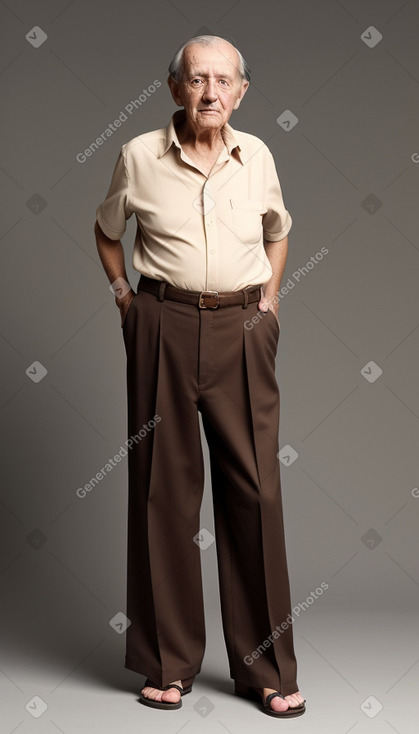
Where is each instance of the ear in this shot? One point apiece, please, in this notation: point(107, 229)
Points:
point(243, 90)
point(174, 88)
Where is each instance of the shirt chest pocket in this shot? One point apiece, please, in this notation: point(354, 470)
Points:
point(247, 219)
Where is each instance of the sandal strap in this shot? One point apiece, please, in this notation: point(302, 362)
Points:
point(162, 688)
point(270, 696)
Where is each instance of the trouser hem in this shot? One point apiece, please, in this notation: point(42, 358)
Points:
point(159, 677)
point(286, 688)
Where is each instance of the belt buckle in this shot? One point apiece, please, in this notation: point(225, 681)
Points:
point(209, 299)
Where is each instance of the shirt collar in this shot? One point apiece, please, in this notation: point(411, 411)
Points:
point(171, 137)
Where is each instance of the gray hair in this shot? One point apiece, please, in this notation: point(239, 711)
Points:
point(176, 68)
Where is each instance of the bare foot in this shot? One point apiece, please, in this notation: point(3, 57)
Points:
point(172, 695)
point(282, 704)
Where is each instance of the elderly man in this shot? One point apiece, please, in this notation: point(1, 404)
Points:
point(201, 336)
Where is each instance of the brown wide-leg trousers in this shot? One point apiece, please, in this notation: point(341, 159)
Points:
point(180, 360)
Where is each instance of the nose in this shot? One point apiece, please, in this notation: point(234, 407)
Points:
point(210, 91)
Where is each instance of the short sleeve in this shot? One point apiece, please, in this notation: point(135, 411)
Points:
point(277, 221)
point(113, 212)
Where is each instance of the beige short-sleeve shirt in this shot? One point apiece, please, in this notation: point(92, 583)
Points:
point(195, 231)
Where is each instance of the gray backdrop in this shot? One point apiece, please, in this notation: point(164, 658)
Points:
point(334, 94)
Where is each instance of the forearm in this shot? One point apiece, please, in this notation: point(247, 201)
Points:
point(111, 254)
point(277, 255)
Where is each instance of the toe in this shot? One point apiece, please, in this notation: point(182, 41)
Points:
point(276, 703)
point(295, 699)
point(172, 695)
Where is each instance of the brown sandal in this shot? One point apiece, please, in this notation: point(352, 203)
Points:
point(256, 694)
point(163, 704)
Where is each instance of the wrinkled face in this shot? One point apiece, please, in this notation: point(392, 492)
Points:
point(211, 87)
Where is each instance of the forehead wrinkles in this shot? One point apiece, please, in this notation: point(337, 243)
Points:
point(218, 62)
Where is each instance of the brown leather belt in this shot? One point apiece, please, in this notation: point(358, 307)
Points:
point(202, 299)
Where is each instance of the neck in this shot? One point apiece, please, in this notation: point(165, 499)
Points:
point(210, 138)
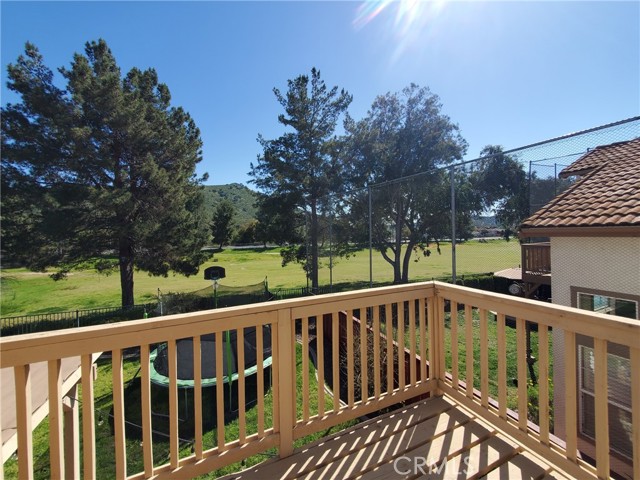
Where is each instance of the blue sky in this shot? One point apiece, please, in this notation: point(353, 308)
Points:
point(508, 73)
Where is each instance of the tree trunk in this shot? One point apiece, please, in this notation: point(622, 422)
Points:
point(126, 271)
point(406, 261)
point(314, 248)
point(397, 270)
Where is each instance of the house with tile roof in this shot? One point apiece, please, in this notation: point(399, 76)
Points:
point(593, 231)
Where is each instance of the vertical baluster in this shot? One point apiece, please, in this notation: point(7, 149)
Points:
point(118, 414)
point(286, 348)
point(543, 382)
point(484, 359)
point(521, 339)
point(88, 419)
point(56, 442)
point(468, 323)
point(275, 372)
point(220, 390)
point(335, 349)
point(242, 420)
point(22, 377)
point(305, 369)
point(174, 439)
point(502, 366)
point(320, 360)
point(376, 351)
point(602, 407)
point(388, 309)
point(260, 373)
point(454, 344)
point(570, 385)
point(364, 373)
point(634, 357)
point(412, 343)
point(145, 409)
point(423, 338)
point(197, 395)
point(350, 362)
point(402, 318)
point(294, 380)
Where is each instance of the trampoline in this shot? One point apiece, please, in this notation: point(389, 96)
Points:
point(160, 367)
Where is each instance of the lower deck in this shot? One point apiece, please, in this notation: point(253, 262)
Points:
point(434, 438)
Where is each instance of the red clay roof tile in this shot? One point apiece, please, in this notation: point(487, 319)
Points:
point(608, 194)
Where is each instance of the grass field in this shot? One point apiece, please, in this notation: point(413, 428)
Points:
point(105, 463)
point(25, 292)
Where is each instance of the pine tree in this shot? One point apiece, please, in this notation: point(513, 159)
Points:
point(103, 168)
point(300, 169)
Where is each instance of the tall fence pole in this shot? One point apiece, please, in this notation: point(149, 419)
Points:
point(453, 226)
point(370, 241)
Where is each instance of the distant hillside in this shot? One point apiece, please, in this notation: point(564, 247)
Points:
point(242, 197)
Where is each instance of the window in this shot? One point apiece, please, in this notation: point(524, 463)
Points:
point(608, 305)
point(619, 372)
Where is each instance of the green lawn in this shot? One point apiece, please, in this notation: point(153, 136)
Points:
point(25, 292)
point(105, 463)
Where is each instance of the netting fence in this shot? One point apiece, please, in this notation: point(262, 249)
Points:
point(217, 296)
point(406, 223)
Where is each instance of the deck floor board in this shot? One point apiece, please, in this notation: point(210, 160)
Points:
point(435, 439)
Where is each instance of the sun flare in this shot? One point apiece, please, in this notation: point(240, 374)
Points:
point(406, 22)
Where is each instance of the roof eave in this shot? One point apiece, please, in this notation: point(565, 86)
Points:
point(592, 231)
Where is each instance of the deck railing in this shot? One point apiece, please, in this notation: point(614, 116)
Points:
point(377, 347)
point(536, 260)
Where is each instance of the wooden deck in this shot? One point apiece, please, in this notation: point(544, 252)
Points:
point(435, 438)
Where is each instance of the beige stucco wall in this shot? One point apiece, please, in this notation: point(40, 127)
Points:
point(611, 264)
point(599, 263)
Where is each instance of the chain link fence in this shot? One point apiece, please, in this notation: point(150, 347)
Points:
point(402, 230)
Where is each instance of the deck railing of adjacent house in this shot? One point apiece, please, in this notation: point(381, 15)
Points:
point(380, 347)
point(536, 258)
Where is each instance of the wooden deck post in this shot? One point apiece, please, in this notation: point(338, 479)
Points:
point(286, 362)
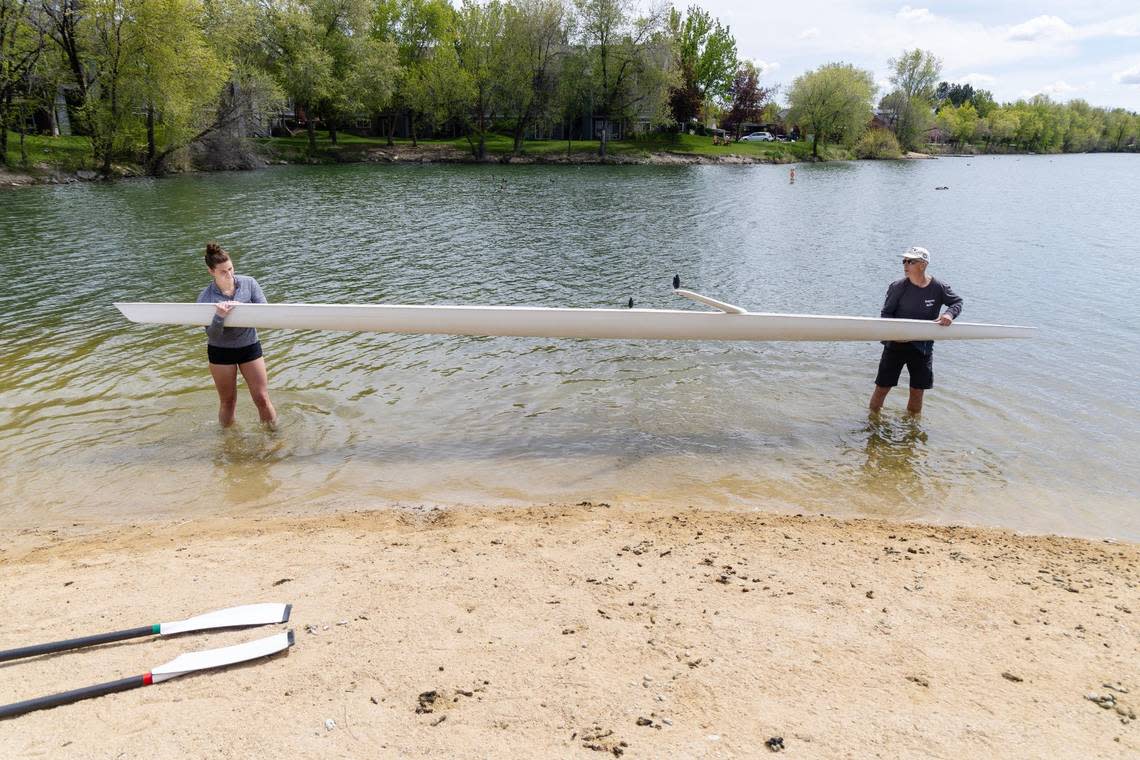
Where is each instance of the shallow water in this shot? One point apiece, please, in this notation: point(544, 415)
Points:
point(103, 421)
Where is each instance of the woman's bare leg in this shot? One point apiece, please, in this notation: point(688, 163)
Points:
point(257, 378)
point(226, 382)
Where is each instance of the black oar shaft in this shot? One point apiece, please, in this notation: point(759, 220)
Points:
point(74, 695)
point(75, 643)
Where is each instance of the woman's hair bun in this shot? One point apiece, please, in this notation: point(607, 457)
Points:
point(214, 254)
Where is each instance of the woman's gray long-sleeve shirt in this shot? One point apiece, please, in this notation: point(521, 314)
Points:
point(246, 291)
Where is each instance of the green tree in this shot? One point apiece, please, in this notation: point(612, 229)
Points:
point(960, 122)
point(832, 103)
point(914, 75)
point(530, 66)
point(628, 62)
point(303, 66)
point(21, 46)
point(178, 75)
point(706, 60)
point(748, 98)
point(416, 27)
point(1121, 128)
point(66, 22)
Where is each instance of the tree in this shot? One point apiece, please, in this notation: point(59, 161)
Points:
point(303, 66)
point(833, 103)
point(958, 95)
point(178, 76)
point(1121, 128)
point(628, 60)
point(21, 45)
point(416, 27)
point(748, 98)
point(529, 70)
point(913, 74)
point(706, 59)
point(66, 23)
point(960, 122)
point(480, 46)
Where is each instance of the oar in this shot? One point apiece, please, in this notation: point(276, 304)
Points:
point(250, 614)
point(184, 663)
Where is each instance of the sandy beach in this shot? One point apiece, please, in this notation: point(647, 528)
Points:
point(584, 630)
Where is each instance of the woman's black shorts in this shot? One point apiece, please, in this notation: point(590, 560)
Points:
point(919, 365)
point(239, 356)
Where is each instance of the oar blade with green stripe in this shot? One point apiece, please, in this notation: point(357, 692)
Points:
point(249, 614)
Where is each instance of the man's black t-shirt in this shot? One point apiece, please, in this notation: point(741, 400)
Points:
point(909, 301)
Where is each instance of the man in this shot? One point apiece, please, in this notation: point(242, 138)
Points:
point(914, 296)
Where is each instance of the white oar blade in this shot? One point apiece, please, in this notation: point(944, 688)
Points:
point(726, 308)
point(227, 655)
point(247, 614)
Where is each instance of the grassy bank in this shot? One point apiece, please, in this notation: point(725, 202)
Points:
point(64, 154)
point(47, 156)
point(350, 147)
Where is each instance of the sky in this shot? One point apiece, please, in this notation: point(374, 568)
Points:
point(1015, 49)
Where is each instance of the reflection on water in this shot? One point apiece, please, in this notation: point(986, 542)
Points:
point(895, 449)
point(106, 421)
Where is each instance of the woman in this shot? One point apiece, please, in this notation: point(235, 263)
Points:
point(233, 349)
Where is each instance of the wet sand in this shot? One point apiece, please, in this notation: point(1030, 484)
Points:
point(583, 631)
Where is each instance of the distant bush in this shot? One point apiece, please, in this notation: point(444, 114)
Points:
point(878, 144)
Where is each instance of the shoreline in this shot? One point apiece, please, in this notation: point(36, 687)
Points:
point(47, 174)
point(567, 630)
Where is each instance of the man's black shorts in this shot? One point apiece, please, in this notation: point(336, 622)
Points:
point(919, 365)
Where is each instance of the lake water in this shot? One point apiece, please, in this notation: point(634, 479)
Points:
point(105, 422)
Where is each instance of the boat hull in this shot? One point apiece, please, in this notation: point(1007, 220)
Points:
point(536, 321)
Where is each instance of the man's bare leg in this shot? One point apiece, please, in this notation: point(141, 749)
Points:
point(914, 403)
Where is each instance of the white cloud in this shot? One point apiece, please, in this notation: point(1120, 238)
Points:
point(1129, 75)
point(1042, 27)
point(766, 67)
point(1058, 89)
point(909, 14)
point(978, 80)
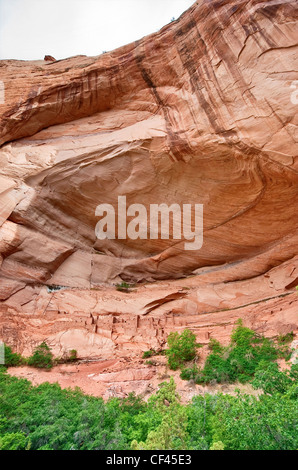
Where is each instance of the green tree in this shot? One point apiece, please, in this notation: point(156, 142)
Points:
point(182, 348)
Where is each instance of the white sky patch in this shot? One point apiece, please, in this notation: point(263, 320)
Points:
point(30, 29)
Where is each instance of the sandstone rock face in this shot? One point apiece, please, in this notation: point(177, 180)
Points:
point(201, 112)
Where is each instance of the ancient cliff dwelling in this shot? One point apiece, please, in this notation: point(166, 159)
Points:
point(200, 114)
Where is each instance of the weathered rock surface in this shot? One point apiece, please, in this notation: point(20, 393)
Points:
point(197, 113)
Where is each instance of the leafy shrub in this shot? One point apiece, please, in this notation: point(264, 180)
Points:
point(182, 348)
point(12, 359)
point(42, 357)
point(272, 380)
point(239, 361)
point(148, 354)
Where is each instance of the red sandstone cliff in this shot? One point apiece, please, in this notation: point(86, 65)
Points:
point(199, 112)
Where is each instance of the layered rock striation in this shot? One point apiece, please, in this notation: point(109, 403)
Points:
point(201, 112)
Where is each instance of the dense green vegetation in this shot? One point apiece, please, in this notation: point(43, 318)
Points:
point(42, 357)
point(48, 417)
point(246, 354)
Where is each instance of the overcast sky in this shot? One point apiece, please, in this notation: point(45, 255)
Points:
point(30, 29)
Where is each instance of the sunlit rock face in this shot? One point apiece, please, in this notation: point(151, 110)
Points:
point(202, 112)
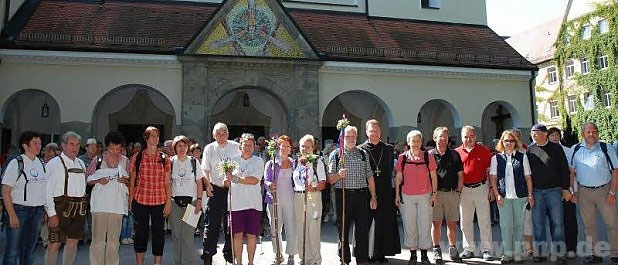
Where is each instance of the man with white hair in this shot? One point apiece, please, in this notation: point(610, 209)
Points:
point(66, 200)
point(351, 173)
point(216, 152)
point(476, 193)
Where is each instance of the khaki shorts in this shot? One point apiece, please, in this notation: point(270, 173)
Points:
point(71, 212)
point(448, 206)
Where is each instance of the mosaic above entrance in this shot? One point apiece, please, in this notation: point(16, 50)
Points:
point(251, 29)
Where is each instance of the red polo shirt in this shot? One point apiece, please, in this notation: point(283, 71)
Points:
point(476, 162)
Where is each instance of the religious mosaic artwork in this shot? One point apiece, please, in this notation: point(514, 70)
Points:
point(251, 29)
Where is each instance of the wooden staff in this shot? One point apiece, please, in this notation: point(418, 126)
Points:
point(307, 183)
point(343, 232)
point(276, 218)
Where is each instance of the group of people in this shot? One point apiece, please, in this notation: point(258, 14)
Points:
point(372, 184)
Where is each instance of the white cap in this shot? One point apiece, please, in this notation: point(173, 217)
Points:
point(91, 141)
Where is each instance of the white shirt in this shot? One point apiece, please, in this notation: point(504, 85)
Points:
point(301, 172)
point(247, 196)
point(183, 178)
point(55, 181)
point(213, 155)
point(509, 176)
point(111, 197)
point(37, 181)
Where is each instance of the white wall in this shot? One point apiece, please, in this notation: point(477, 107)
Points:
point(406, 89)
point(77, 84)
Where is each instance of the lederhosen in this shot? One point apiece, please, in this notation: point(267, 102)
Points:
point(71, 211)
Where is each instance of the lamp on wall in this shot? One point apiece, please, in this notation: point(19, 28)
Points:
point(45, 111)
point(245, 100)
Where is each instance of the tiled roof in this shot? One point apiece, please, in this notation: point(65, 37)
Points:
point(149, 27)
point(160, 27)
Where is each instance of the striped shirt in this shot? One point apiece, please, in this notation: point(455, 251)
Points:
point(358, 171)
point(150, 184)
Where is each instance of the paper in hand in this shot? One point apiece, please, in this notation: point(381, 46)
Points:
point(109, 173)
point(190, 217)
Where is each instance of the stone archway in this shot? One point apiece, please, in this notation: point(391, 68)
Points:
point(497, 117)
point(359, 107)
point(250, 109)
point(438, 113)
point(30, 110)
point(130, 109)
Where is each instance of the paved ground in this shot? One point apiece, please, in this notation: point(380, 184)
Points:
point(263, 255)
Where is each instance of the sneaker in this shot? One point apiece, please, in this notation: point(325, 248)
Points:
point(571, 255)
point(452, 251)
point(207, 259)
point(412, 260)
point(467, 254)
point(437, 254)
point(506, 260)
point(592, 259)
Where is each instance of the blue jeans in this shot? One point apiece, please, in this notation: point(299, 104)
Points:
point(127, 226)
point(548, 203)
point(21, 242)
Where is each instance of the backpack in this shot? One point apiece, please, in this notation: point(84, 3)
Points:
point(403, 166)
point(603, 148)
point(20, 171)
point(193, 165)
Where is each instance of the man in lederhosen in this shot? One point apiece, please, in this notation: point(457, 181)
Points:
point(65, 200)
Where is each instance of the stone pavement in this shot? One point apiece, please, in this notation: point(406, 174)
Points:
point(264, 253)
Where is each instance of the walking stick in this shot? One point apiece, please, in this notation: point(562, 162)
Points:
point(307, 183)
point(341, 125)
point(271, 150)
point(229, 196)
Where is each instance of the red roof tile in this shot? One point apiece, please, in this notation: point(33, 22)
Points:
point(158, 27)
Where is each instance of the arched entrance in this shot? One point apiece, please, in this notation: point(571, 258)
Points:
point(438, 113)
point(30, 110)
point(358, 107)
point(497, 117)
point(129, 109)
point(250, 110)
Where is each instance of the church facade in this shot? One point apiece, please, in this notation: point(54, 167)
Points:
point(260, 66)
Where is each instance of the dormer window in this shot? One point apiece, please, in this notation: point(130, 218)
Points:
point(430, 4)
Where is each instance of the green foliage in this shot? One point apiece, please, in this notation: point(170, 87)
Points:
point(597, 82)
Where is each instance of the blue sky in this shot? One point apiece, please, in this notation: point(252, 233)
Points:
point(508, 17)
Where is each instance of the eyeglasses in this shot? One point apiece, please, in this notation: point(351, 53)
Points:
point(247, 136)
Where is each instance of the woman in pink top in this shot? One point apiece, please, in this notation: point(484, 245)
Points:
point(415, 196)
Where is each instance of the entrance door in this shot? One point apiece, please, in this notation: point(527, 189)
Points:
point(134, 132)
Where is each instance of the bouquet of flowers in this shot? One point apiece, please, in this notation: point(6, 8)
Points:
point(227, 166)
point(271, 147)
point(341, 124)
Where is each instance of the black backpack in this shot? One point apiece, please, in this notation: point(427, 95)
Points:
point(603, 148)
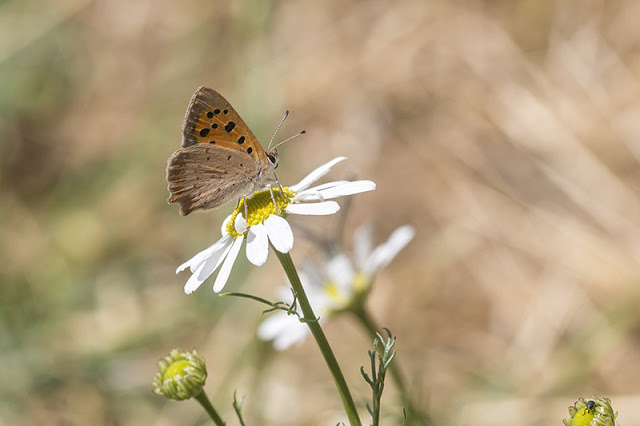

+ + + + +

- Task to complete -
Starting at the line that contains "Where is each instance of the mosaic" and stopping after the line that contains "point(476, 162)", write those lines out again with "polo shirt" renamed to "T-shirt" and nothing else changed.

- Exercise answer -
Where is each instance of the mosaic above entrance in this shot? One point apiece, please, in this notation: point(16, 50)
Points:
point(251, 29)
Where is each instance of the red T-shirt in this shot? One point apiece, please, in this notation: point(283, 71)
Points:
point(476, 162)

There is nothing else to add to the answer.